**Aim of the exercise:** Please convert the listing below into a numbered list, from the line containing "Task: tag the silver" through the end of the listing, with blank lines left out.

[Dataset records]
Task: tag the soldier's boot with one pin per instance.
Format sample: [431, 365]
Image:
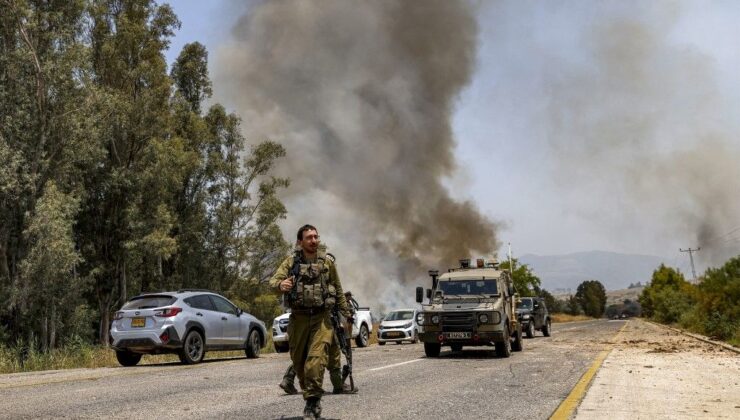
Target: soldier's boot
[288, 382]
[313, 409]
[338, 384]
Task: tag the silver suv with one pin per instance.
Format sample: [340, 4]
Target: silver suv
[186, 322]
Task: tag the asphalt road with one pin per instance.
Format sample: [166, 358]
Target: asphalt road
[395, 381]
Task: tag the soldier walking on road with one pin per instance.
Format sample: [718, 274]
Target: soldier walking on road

**The output:**
1. Task: tag the silver suv with one pin per instance.
2. Format sample: [340, 4]
3. Target: silver suv
4. [186, 322]
5. Task: tag the asphalt road with one pin per instance.
6. Format sample: [166, 358]
7. Target: asphalt road
8. [395, 381]
9. Task: tag the soldier walking on road with one pin per instance.
10. Format sample: [718, 274]
11. Target: soldier walking on road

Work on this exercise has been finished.